Problem description >> Duplicate all of the lines below exactly as they appear, and omit the pictures from your answer.

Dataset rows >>

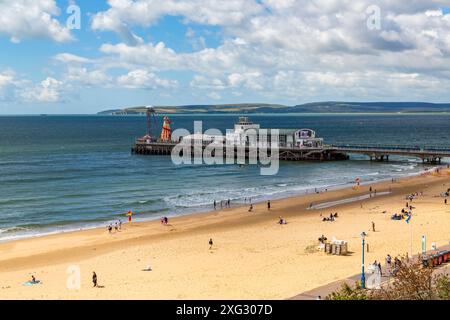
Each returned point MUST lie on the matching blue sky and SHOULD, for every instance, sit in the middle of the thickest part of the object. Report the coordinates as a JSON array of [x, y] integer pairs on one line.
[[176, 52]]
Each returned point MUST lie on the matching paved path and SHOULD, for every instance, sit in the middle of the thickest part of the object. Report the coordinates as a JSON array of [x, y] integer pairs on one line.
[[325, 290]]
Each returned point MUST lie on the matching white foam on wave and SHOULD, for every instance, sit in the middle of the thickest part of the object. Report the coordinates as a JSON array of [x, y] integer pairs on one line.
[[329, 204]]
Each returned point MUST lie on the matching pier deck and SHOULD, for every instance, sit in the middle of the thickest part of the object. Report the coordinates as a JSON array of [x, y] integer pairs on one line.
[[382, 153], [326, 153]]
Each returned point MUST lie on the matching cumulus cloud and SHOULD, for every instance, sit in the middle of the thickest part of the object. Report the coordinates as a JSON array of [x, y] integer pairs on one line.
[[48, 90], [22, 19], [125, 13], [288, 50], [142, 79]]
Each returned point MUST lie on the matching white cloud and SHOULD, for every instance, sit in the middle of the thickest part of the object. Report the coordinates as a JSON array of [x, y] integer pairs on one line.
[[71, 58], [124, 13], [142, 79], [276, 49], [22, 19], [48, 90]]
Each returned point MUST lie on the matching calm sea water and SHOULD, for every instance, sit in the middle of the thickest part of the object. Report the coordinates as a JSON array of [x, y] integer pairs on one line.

Task response >>
Each returned point MUST lie on the matching blue sky and SHOULD, for every instance, sit in the middle of the thickest part of the object. Report the coordinates as a JSON array of [x, y] integer pairs on one line.
[[176, 52]]
Each returned point MUST lie on the matching paved path and SHOULD, for every instance, sit in the middle of the thickest part of the object. Report the coordinates as a JSON array of [x, y] integer pairs on one line.
[[325, 290]]
Each returned point MUST lie on the matching white foam on wave and SHOULD, for every instance, sit in the middle of the thickest part of the object. Report the coordinates as a JSON array of [x, y] integer pairs on one line.
[[329, 204]]
Each returned point MUST lie on the matching pier deck and SHOULD, for every instance, sit in the middle of the thickest part of the object. Report the coordinates as a JSON array of [x, y] integer pairs on one line.
[[382, 153], [326, 153]]
Each returned point MUST lie on the matching cumulus cloud and SHOULD, for every instance, sit in the middle of the thickest part of the object. Report the coordinates as a JSON array of [x, y] integer pairs on one line.
[[48, 90], [22, 19], [125, 13], [288, 50], [142, 79]]
Each returned point MUST lie on the matching white cloud and SHOULD, for every instance, sit in the middle of the thickest part of the object. Report the coordinates as a JSON array of [x, y] integer pairs on one line.
[[71, 58], [124, 13], [142, 79], [276, 49], [22, 19], [48, 90]]
Each returned point MUST lie on the matching calm sea water and SHOULD, for every instance, sit in the middle of the thickest part of the object. Report the coordinates as a JSON array of [x, y] integer pairs on one line.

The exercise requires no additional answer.